**Job**
Can you reproduce the listing below with "white candy ball" replaced by "red candy ball" and every other line left unchanged?
── Data rows
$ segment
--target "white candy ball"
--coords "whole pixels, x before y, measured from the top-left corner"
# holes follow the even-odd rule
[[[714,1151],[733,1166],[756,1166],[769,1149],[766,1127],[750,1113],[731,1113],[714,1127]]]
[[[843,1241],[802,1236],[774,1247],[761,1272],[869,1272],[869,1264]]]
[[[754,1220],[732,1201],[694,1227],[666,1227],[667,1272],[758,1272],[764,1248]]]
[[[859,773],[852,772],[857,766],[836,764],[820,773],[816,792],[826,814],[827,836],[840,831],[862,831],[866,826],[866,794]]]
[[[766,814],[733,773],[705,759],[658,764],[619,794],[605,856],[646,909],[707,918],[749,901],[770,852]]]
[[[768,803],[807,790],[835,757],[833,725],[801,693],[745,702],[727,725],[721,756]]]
────
**Written solution**
$ segment
--target "red candy ball"
--coords "whole pixels, x before y, measured from the top-left corner"
# holes follow the even-odd rule
[[[714,1151],[733,1166],[756,1166],[769,1149],[766,1127],[750,1113],[731,1113],[714,1127]]]
[[[843,1241],[802,1236],[774,1247],[761,1272],[869,1272],[869,1264]]]
[[[754,1220],[732,1201],[694,1227],[666,1227],[667,1272],[758,1272],[764,1248]]]
[[[859,773],[852,772],[857,766],[836,764],[820,773],[816,792],[826,814],[827,836],[840,831],[862,831],[866,826],[866,794]]]
[[[766,814],[733,773],[705,759],[658,764],[619,794],[605,856],[646,909],[707,918],[749,901],[770,852]]]
[[[768,803],[807,790],[835,757],[833,725],[801,693],[745,702],[727,725],[721,756]]]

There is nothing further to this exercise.